◆ Activity
Copy, word for word, the line containing "Query: clear sky" and each line that follows it in the entries below; pictures do not belong in the copy.

◆ Data for this exercise

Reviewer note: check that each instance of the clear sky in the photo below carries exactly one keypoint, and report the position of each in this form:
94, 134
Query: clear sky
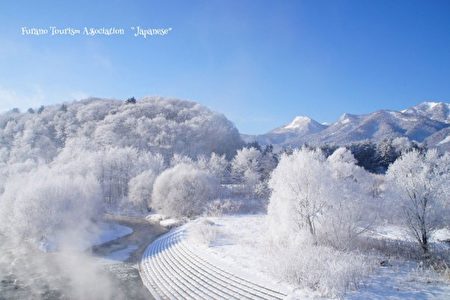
259, 62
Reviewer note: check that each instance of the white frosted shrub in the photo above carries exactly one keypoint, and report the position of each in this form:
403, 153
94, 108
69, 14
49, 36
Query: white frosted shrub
183, 191
324, 269
40, 205
141, 188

◆ Answer area
Query: clear sky
259, 62
Reviewer note: check that each instance of the white frosted shrub in the photo above carries exactly one keypoint, and report the position of each in this form:
403, 153
94, 108
69, 14
49, 36
Query: white frosted shrub
183, 191
324, 269
40, 205
141, 188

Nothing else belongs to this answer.